Rewrite the records below with "hairy stem" switched to "fuzzy stem" everywhere it appears, leaving everything else unchanged.

Data items:

* Start *

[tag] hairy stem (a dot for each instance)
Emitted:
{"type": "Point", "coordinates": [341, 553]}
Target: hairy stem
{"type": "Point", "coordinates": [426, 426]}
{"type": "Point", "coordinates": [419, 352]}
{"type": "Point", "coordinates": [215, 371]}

* End *

Result below:
[tag] fuzzy stem (a dot for each instance)
Emitted:
{"type": "Point", "coordinates": [341, 553]}
Target: fuzzy stem
{"type": "Point", "coordinates": [426, 426]}
{"type": "Point", "coordinates": [419, 352]}
{"type": "Point", "coordinates": [215, 371]}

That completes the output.